Work instruction: Set every entry down again, unchanged, picture-free.

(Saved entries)

──────────────────────────────

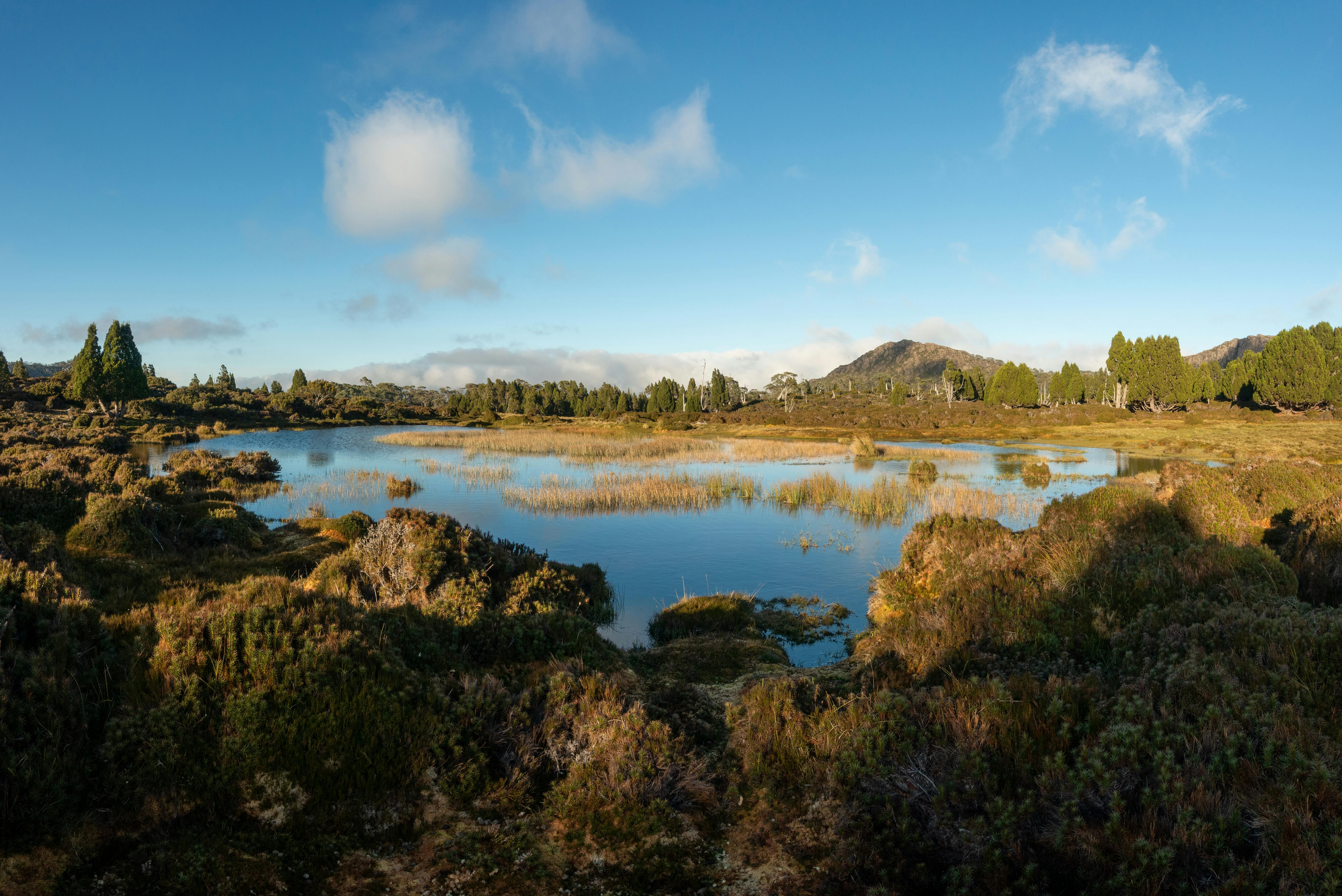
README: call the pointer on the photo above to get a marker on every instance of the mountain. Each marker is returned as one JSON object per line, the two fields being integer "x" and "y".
{"x": 46, "y": 369}
{"x": 1229, "y": 351}
{"x": 906, "y": 361}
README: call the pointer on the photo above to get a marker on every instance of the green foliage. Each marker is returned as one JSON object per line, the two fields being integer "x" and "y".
{"x": 1159, "y": 377}
{"x": 1237, "y": 379}
{"x": 57, "y": 666}
{"x": 1014, "y": 385}
{"x": 123, "y": 376}
{"x": 792, "y": 620}
{"x": 1208, "y": 509}
{"x": 1293, "y": 372}
{"x": 86, "y": 371}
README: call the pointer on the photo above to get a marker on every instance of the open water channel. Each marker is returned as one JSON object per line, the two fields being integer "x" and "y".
{"x": 655, "y": 557}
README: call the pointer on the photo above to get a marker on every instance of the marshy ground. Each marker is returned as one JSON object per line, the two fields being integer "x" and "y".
{"x": 1133, "y": 695}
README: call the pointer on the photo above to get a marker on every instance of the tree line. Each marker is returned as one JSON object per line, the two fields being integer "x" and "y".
{"x": 1300, "y": 369}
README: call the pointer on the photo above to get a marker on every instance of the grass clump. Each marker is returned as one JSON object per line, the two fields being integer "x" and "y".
{"x": 790, "y": 620}
{"x": 923, "y": 471}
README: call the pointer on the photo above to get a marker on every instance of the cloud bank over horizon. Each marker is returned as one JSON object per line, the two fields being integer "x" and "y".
{"x": 825, "y": 351}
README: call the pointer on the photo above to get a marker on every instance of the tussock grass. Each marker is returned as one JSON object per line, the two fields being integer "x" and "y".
{"x": 472, "y": 475}
{"x": 616, "y": 493}
{"x": 579, "y": 447}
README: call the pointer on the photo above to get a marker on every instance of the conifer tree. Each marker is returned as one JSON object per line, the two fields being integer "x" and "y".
{"x": 1293, "y": 372}
{"x": 1074, "y": 385}
{"x": 123, "y": 369}
{"x": 1238, "y": 377}
{"x": 86, "y": 371}
{"x": 1159, "y": 377}
{"x": 1057, "y": 388}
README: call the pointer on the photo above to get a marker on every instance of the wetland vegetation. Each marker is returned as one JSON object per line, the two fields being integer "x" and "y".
{"x": 1125, "y": 689}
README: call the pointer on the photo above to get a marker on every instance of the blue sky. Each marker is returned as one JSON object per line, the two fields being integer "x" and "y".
{"x": 435, "y": 194}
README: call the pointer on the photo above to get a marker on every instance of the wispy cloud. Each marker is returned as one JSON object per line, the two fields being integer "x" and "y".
{"x": 449, "y": 267}
{"x": 1067, "y": 249}
{"x": 1325, "y": 300}
{"x": 823, "y": 351}
{"x": 399, "y": 170}
{"x": 967, "y": 337}
{"x": 575, "y": 172}
{"x": 563, "y": 33}
{"x": 163, "y": 329}
{"x": 1141, "y": 98}
{"x": 1073, "y": 250}
{"x": 1143, "y": 226}
{"x": 869, "y": 263}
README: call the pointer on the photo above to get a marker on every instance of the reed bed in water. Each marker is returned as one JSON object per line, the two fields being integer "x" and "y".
{"x": 615, "y": 493}
{"x": 580, "y": 447}
{"x": 472, "y": 475}
{"x": 356, "y": 486}
{"x": 889, "y": 500}
{"x": 600, "y": 447}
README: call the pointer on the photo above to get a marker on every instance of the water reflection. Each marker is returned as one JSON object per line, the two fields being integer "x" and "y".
{"x": 653, "y": 557}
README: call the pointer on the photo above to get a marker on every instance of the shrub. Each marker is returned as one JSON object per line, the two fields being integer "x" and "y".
{"x": 1208, "y": 509}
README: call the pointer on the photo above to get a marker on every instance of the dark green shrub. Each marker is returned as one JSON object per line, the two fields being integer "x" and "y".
{"x": 1208, "y": 509}
{"x": 352, "y": 526}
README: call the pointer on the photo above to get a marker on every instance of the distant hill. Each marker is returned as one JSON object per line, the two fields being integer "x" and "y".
{"x": 906, "y": 361}
{"x": 45, "y": 369}
{"x": 1229, "y": 351}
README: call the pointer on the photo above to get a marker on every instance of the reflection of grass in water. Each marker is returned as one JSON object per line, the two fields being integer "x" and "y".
{"x": 615, "y": 493}
{"x": 584, "y": 447}
{"x": 473, "y": 475}
{"x": 886, "y": 500}
{"x": 604, "y": 447}
{"x": 351, "y": 486}
{"x": 841, "y": 541}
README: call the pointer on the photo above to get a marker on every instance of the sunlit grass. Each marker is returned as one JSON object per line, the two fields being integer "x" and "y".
{"x": 473, "y": 475}
{"x": 616, "y": 493}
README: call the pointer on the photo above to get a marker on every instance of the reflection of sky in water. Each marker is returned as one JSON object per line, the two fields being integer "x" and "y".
{"x": 658, "y": 556}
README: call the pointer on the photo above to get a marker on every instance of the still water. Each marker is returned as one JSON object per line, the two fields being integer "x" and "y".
{"x": 655, "y": 557}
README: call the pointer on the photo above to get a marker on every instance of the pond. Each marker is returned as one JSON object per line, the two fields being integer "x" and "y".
{"x": 654, "y": 557}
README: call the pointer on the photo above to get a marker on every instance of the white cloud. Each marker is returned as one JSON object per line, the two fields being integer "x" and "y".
{"x": 559, "y": 31}
{"x": 1325, "y": 298}
{"x": 399, "y": 170}
{"x": 1073, "y": 250}
{"x": 1070, "y": 249}
{"x": 579, "y": 174}
{"x": 869, "y": 258}
{"x": 163, "y": 329}
{"x": 967, "y": 337}
{"x": 1141, "y": 97}
{"x": 450, "y": 267}
{"x": 1143, "y": 226}
{"x": 822, "y": 352}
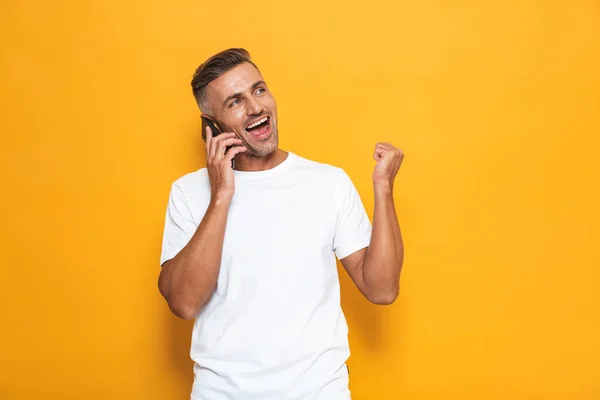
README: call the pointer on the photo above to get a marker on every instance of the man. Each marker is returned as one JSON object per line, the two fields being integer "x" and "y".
{"x": 250, "y": 252}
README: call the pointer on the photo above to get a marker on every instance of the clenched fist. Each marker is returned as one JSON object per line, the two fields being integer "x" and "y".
{"x": 389, "y": 159}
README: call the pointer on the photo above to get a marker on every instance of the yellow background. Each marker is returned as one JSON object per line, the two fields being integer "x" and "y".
{"x": 495, "y": 103}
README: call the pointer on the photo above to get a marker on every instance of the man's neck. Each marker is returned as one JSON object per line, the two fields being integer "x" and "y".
{"x": 250, "y": 163}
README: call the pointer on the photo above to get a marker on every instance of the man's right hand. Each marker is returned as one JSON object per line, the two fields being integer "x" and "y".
{"x": 218, "y": 163}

──────────────────────────────

Completed task:
README: call the pointer on the photo above to get a marker on every instance of the mountain. Each marker is returned as one JSON object per line, the two fields being integer "x" and "y".
{"x": 46, "y": 369}
{"x": 1229, "y": 351}
{"x": 906, "y": 361}
README: call the pointer on the photo above to get a marker on every instance of the green foliage. Each marker is returned as one JSON object per line, the two fields being integer "x" and "y".
{"x": 1159, "y": 377}
{"x": 1237, "y": 379}
{"x": 57, "y": 666}
{"x": 1014, "y": 385}
{"x": 123, "y": 376}
{"x": 792, "y": 620}
{"x": 1208, "y": 509}
{"x": 1293, "y": 372}
{"x": 86, "y": 371}
README: call the pointer on the photo above to get a marker on every instance of the open water channel. Each marker is returned as one JSON object per line, the two fields being integer "x" and "y".
{"x": 655, "y": 557}
README: call the pointer on the photo above to get a marker on every instance of the marshy ground. Each marker is returned as one JSON object per line, the two fields being integer "x" and "y".
{"x": 1133, "y": 695}
README: call the pointer on the photo above to get a marker on every instance of the tree line. Each marker is returned as one JSON object per line, the two fields being integer "x" and "y".
{"x": 1300, "y": 369}
README: call the pointer on the photo above to get a marker on every instance of the grass clump. Each marker is returned as one JSON object per line, the two fields being integer "x" and "y".
{"x": 790, "y": 620}
{"x": 923, "y": 471}
README: call the pointer on the photo above to get a marker on every instance of the cloud bank over horizon. Each marker is returned as one JSON object per line, the two fields being integer "x" and "y".
{"x": 825, "y": 351}
README: call the pointer on the photo above to get a marker on every instance of the tussock grass. Each marker is returned as one JSON object per line, the two fields being integer "x" and "y".
{"x": 472, "y": 475}
{"x": 616, "y": 493}
{"x": 579, "y": 447}
README: call the pointer on the photo above to get a marker on every instance of the conifer tree. Each marker is returned as one JSON object per line, the two fields being integer "x" and "y".
{"x": 1293, "y": 372}
{"x": 1074, "y": 385}
{"x": 123, "y": 369}
{"x": 1238, "y": 377}
{"x": 86, "y": 371}
{"x": 1159, "y": 377}
{"x": 1057, "y": 388}
README: call the pointer on the photo above to get a marker on every instance of the wetland vegetation. Each marker is returned as one JSON object per line, the two fields being integer "x" and "y".
{"x": 1125, "y": 689}
README: call the pointer on the photo above to get a marker on every instance of the blue sky. Each marker is returned as one JSON object per line, the two fields being integer "x" and "y".
{"x": 435, "y": 194}
README: call the pointer on the photo above to get a marker on every instance of the wispy cloud. Each marker is returned as one JSON object per line, the two fields being integer "x" and "y".
{"x": 449, "y": 267}
{"x": 1067, "y": 249}
{"x": 1325, "y": 300}
{"x": 823, "y": 351}
{"x": 399, "y": 170}
{"x": 967, "y": 337}
{"x": 575, "y": 172}
{"x": 563, "y": 33}
{"x": 163, "y": 329}
{"x": 1141, "y": 98}
{"x": 1073, "y": 250}
{"x": 1143, "y": 226}
{"x": 869, "y": 263}
README: call the pointer on the photo above to get a marker on every instance of the reed bed in water. Each marker is returned as one JSON object per line, the two fields being integer "x" and "y".
{"x": 615, "y": 493}
{"x": 580, "y": 447}
{"x": 472, "y": 475}
{"x": 356, "y": 486}
{"x": 889, "y": 500}
{"x": 600, "y": 447}
README: call the pointer on the photo above to get a marker on every instance of the water reflection. Each marker is returned as one JSON object per line, the two fields being integer "x" and "y".
{"x": 653, "y": 557}
README: call the pointer on the photo above to get a marker on every instance of the shrub. Each marker is returned as one JSON object per line, the two fields being integer "x" and "y".
{"x": 1208, "y": 509}
README: call the pointer on the photo above to get a marker on every instance of the dark green shrub. Each marker is returned as one JSON object per line, the two fields being integer "x" and "y".
{"x": 1208, "y": 509}
{"x": 352, "y": 526}
README: call the pointer on the photo above to get a marker on every instance of the distant hill. Each marker is returned as one JSON object per line, the two fields being integer "x" and "y".
{"x": 906, "y": 361}
{"x": 45, "y": 369}
{"x": 1229, "y": 351}
README: call the pointer on the photo above to get a marker on every instance of the reflection of grass in water. Each marker is returned as one JSON object per line, the two fields being integer "x" and "y".
{"x": 615, "y": 493}
{"x": 584, "y": 447}
{"x": 473, "y": 475}
{"x": 886, "y": 500}
{"x": 604, "y": 447}
{"x": 351, "y": 486}
{"x": 841, "y": 541}
README: call the pointer on the photo above to get a marker on every instance of the sunlit grass. Each marker is returned as one JSON object per line, the two fields being integer "x" and "y".
{"x": 473, "y": 475}
{"x": 616, "y": 493}
README: call the pointer on the photo above to get a marker on every instance of the reflection of sky in water. Each marker is returned as one JSON object per line, the two fields being integer "x" and "y".
{"x": 658, "y": 556}
README: call the pointer on the photo above to get a marker on every instance of the still water. Each marker is returned as one JSON object per line, the two fields being integer "x" and "y".
{"x": 655, "y": 557}
README: call the pointer on the photo above to get a marker on every instance of the pond. Each marker is returned as one JSON object per line, the two fields being integer "x" and "y".
{"x": 654, "y": 557}
README: call the pointer on the photo above to get a marker on every instance of the white cloud. Each marker is returned as one JSON object per line, the two fields being integer "x" and "y".
{"x": 559, "y": 31}
{"x": 1325, "y": 298}
{"x": 399, "y": 170}
{"x": 1073, "y": 250}
{"x": 1070, "y": 249}
{"x": 579, "y": 174}
{"x": 869, "y": 258}
{"x": 163, "y": 329}
{"x": 967, "y": 337}
{"x": 1141, "y": 97}
{"x": 450, "y": 267}
{"x": 1143, "y": 226}
{"x": 822, "y": 352}
README: call the pointer on the photo above to get a marker on every instance of the man. Each marker is returned as one JSON object per line, the two fields being integer "x" and "y".
{"x": 250, "y": 252}
README: call the pointer on the photo above to get a marker on every instance of the clenched fist. Each marker is returned as one JSON object per line, the two fields being integer "x" and "y".
{"x": 389, "y": 159}
README: call the pointer on the photo above to get a marker on every instance of the yellow background. Each marker is returned as one JSON object per line, the two fields being integer "x" and "y".
{"x": 495, "y": 103}
README: call the pointer on the photo above to get a marker on every instance of the man's neck. Each marker is returned as one JSON object per line, the two fields being integer "x" and "y".
{"x": 250, "y": 163}
README: call the pointer on the photo above to get a marker on every instance of the man's right hand. Each marker is returned as one JSON object per line, the two fields being integer "x" and "y".
{"x": 218, "y": 163}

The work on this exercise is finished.